# Passage
_____

Catering out of Austin is quite poor. I don’t put that entirely on BA. There are only 3 long haul departures and not a robust premium catering infrastructure. Most of Austin’s catering is for American Airlines domestic first class. In fact catering on my connecting flight within Europe was better. I trust that they’re serving marginally better food in long haul business class on routes out of larger international stations.

After the meal I laid down for a bit of a rest. The White Company pillow and mattress were quite good, but the mattress pad was almost nothing and I found the seat itself a bed firm for sleeping. So I ultimately used the blanket as a mattress. A second sheet would have been nice.

No pajamas are offered in business class, but I find I rest better in comfortable clothes so I brought a ten year old pair of American Airlines first class pajamas on the flight. (For my return trip on another carrier I brought a pair of United Polaris PJs.)

I didn’t get up to check out the snacks in the galley. That’s a function both of not being hungry so late and before breakfast, and also that cabin crew clearly didn’t want the disturbance of passengers around. In fact they set up the forward lavatory door to show occupied throughout the flight even though nobody was in it, and sent passengers who approached to wait for it to the back of the cabin. One kind flight attendant let my wife bring our daughter into that lavatory, since we were in row 1.

Breakfast was standard British Airways, and I opted for the British breakfast although I’m not a fan of what passes for sausage although I do appreciate the hash brown. Here was the menu:

And the brekfast:

Beyond the seat, and having a non-stop flight to Europe from Austin, the other positive for the flight is BA’s fast internet service. It worked consistently well, at good speed. It was obviously not Panasonic!

_____

# Supplied entries
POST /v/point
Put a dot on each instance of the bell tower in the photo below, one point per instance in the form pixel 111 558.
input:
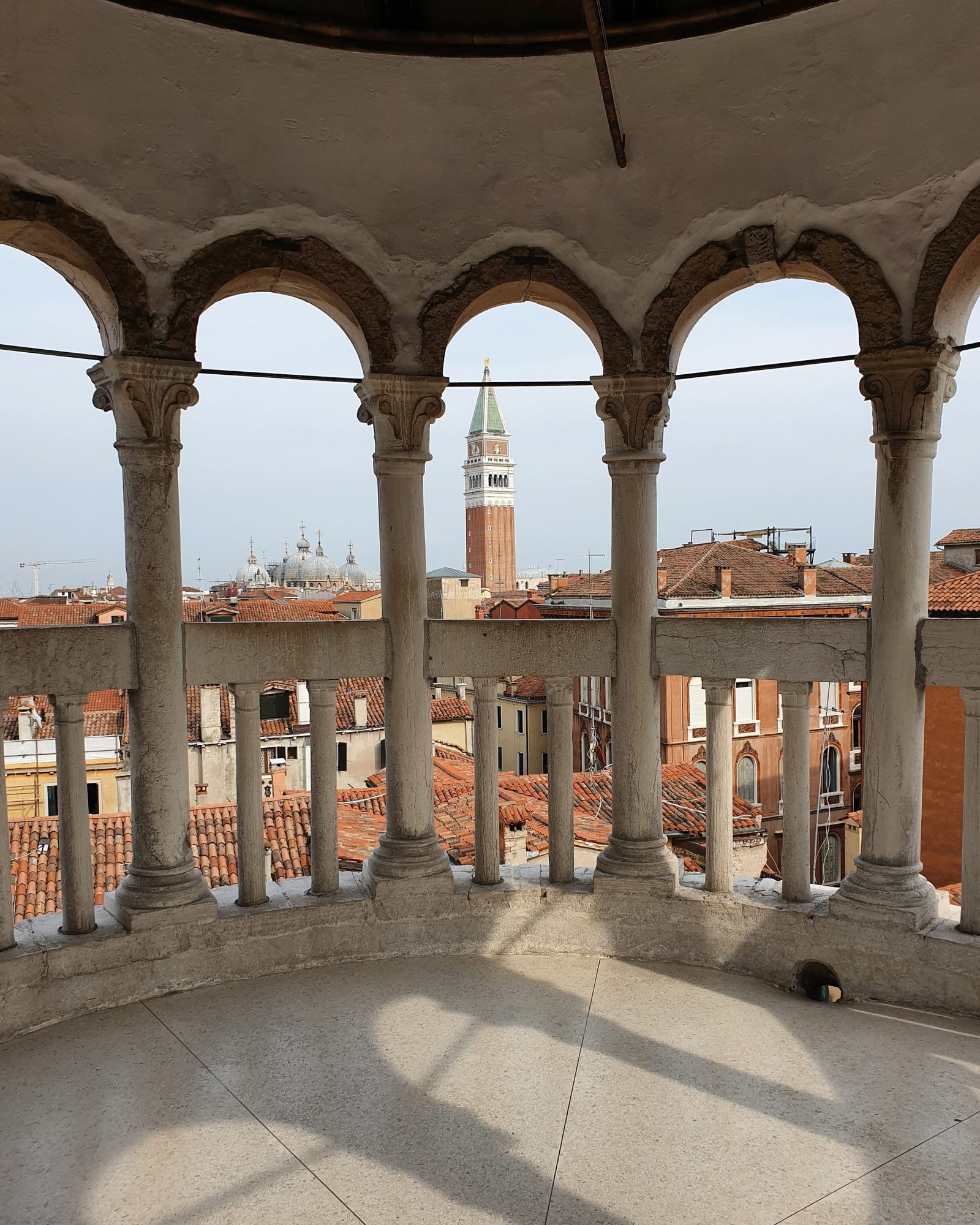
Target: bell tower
pixel 488 491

_____

# Problem to solve
Reproduce the British Airways flight review above word for word, from start to finish.

# Answer box
Catering out of Austin is quite poor. I don’t put that entirely on BA. There are only 3 long haul departures and not a robust premium catering infrastructure. Most of Austin’s catering is for American Airlines domestic first class. In fact catering on my connecting flight within Europe was better. I trust that they’re serving marginally better food in long haul business class on routes out of larger international stations.

After the meal I laid down for a bit of a rest. The White Company pillow and mattress were quite good, but the mattress pad was almost nothing and I found the seat itself a bed firm for sleeping. So I ultimately used the blanket as a mattress. A second sheet would have been nice.

No pajamas are offered in business class, but I find I rest better in comfortable clothes so I brought a ten year old pair of American Airlines first class pajamas on the flight. (For my return trip on another carrier I brought a pair of United Polaris PJs.)

I didn’t get up to check out the snacks in the galley. That’s a function both of not being hungry so late and before breakfast, and also that cabin crew clearly didn’t want the disturbance of passengers around. In fact they set up the forward lavatory door to show occupied throughout the flight even though nobody was in it, and sent passengers who approached to wait for it to the back of the cabin. One kind flight attendant let my wife bring our daughter into that lavatory, since we were in row 1.

Breakfast was standard British Airways, and I opted for the British breakfast although I’m not a fan of what passes for sausage although I do appreciate the hash brown. Here was the menu:

And the brekfast:

Beyond the seat, and having a non-stop flight to Europe from Austin, the other positive for the flight is BA’s fast internet service. It worked consistently well, at good speed. It was obviously not Panasonic!